Required work:
Put each line of the records below into a numbered list, and leave out any blank lines.

▼

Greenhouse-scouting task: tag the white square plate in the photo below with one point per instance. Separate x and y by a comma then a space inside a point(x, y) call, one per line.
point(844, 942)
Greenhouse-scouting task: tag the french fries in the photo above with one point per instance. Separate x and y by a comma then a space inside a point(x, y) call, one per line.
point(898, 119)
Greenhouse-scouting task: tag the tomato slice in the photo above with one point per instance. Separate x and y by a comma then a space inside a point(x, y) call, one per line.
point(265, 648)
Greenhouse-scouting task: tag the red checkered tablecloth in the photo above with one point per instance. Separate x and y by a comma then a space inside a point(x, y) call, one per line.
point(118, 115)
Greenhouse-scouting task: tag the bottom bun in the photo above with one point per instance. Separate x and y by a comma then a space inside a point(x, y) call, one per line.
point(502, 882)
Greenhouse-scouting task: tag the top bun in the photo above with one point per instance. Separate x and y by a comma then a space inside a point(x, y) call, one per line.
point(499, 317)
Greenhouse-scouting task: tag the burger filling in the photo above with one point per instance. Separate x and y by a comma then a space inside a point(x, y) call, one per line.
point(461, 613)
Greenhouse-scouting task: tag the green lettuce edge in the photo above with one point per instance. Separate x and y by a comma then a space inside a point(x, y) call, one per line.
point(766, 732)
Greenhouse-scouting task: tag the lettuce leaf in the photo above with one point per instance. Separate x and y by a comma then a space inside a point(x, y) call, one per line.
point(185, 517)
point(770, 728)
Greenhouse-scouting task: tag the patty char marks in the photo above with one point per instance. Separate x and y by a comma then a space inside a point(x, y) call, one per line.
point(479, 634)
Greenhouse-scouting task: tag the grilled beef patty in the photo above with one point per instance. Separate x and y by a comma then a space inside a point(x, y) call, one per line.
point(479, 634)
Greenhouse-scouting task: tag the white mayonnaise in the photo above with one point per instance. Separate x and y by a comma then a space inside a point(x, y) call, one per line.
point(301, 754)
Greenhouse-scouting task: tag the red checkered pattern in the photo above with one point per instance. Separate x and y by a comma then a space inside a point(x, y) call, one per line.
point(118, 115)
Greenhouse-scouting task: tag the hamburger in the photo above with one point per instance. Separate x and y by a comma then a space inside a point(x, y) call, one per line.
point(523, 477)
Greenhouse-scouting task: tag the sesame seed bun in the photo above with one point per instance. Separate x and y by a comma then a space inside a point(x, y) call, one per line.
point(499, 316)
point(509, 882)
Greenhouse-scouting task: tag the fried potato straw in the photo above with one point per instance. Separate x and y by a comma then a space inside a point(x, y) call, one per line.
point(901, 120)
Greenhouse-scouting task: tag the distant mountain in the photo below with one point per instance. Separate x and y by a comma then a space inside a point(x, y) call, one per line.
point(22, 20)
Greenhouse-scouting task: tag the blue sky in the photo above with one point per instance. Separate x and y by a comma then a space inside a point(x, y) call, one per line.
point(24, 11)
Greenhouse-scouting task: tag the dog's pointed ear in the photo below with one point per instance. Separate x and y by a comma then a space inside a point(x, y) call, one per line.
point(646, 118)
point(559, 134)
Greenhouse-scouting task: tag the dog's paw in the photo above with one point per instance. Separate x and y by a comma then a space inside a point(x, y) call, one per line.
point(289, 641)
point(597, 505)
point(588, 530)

▲

Complete answer:
1. Greenhouse-scouting task: tag the white square plate in the photo below with one point per instance. Separate x and y by a comma then a space inside a point(x, y) call, one per line.
2. point(844, 942)
3. Greenhouse-scouting task: tag the french fries in the photo above with one point per instance. Separate x and y by a comma then a space inside a point(x, y) call, one per line.
4. point(898, 119)
5. Greenhouse-scouting task: tag the tomato slice in the photo above with one point per instance. Separate x and y by a comma then a space inside a point(x, y) call, one per line.
6. point(265, 648)
7. Greenhouse-scouting task: tag the red checkered tablecloth in the photo above with one point per instance. Separate x and y by a comma then a space inside a point(x, y) call, one per line.
8. point(118, 115)
9. Greenhouse-scouting task: tag the bottom bun in the photo above with one point per instance. Separate x and y by a comma then a space inside a point(x, y) call, one per line.
10. point(502, 882)
11. Greenhouse-scouting task: tag the top bun in the photo above with one point per instance. Separate x and y by a comma then a space inside a point(x, y) call, one per line.
12. point(499, 317)
13. Greenhouse-scouting task: tag the burger filling in the photo above with one point per instance. Separate x and y by a comma then a space inside a point(x, y) call, one per line.
14. point(461, 613)
15. Greenhouse-scouting task: tag the green lettuce edge in the photo above with one point per instance. Separate x and y by a comma then a space inside a point(x, y) call, one per line.
16. point(766, 732)
17. Greenhouse-scouting task: tag the lettuce leaf in the photo above with one point per instance. Separate x and y by a comma then a space inside a point(x, y) call, one per line.
18. point(185, 517)
19. point(770, 728)
20. Greenhouse-scouting task: tag the patty char marks in the photo above with one point per instance. Separate x and y by a comma then a space inside a point(x, y) call, one per line.
21. point(479, 634)
22. Greenhouse-scouting task: tag the grilled beef patty in the photo above with one point per instance. Separate x and y by a comma then a space inside a point(x, y) call, one per line.
23. point(479, 634)
24. Greenhouse-scouting task: tag the white mayonnaise in the photo above with one point per instance. Separate x and y by a comma then a space inside a point(x, y) call, one per line.
25. point(301, 754)
26. Greenhouse-scouting task: tag the red checkered pattern in the photo above with one point per instance. Separate x and y by a comma then a space inside a point(x, y) call, one per line.
27. point(118, 115)
28. Greenhouse-scouting task: tag the hamburger in the photo above with one point per instance. Separate x and y by a comma then a space inside a point(x, y) call, one per line.
29. point(523, 477)
30. Greenhouse-scouting task: tag the sesame seed bun in the photo above with one point per instance. Separate x and y by a comma then a space inside a point(x, y) call, one per line.
31. point(499, 316)
32. point(509, 882)
33. Greenhouse-scouting task: tag the fried potato straw in the photo above with one point per instance. Separate x and y by a comma then a space inside a point(x, y) call, one per line.
34. point(901, 120)
35. Greenhouse-scouting task: tag the distant mountain in the photo below with one point per instance. Separate x and y by a comma then a space inside a point(x, y) call, one per line.
36. point(22, 20)
37. Greenhouse-scouting task: tag the blue sky in the photo above with one point per instance. Separate x and y by a comma then a space inside a point(x, y) call, one per line.
38. point(24, 11)
39. Greenhouse-scouting task: tag the dog's pointed ear in the photo below with one point per instance. Separate x and y by a comma then a space inside a point(x, y) call, one per line.
40. point(646, 118)
41. point(559, 134)
42. Greenhouse-scouting task: tag the dog's paw in the photo above with one point per instance. Separate x and y by a comma then a space inside a point(x, y) call, one per line.
43. point(289, 641)
44. point(597, 505)
45. point(588, 530)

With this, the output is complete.